Required work:
Rewrite the data below as a JSON list of strings with one string per line, and omit any blank lines. Leave the pictures out of your answer.

Provided records:
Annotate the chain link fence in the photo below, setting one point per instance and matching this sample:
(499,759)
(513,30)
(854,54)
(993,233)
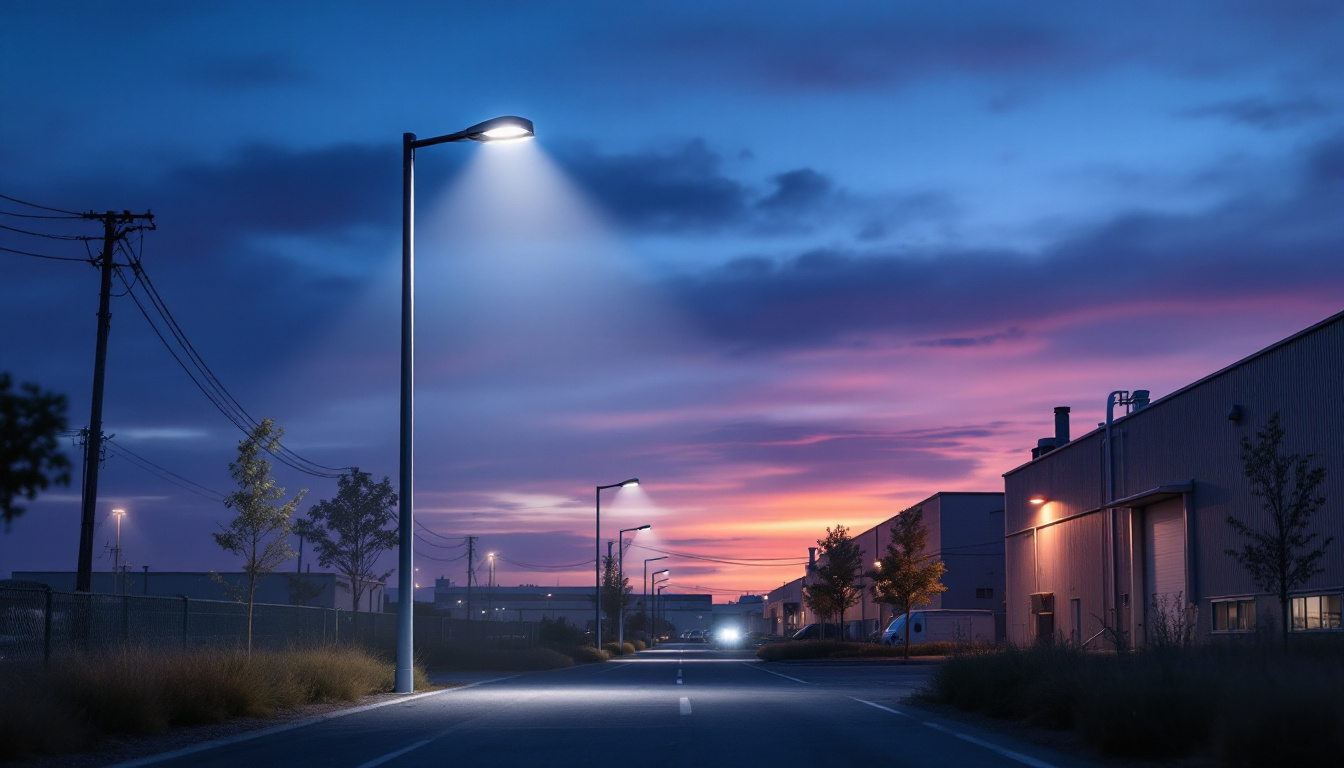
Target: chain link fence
(42,623)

Answer below:
[
  "Annotate the chain link fence in the photo below, setting one point per instance and matching this sample:",
  "(499,759)",
  "(513,30)",
  "(854,54)",
  "(993,233)",
  "Target: chain link fence",
  "(42,623)"
]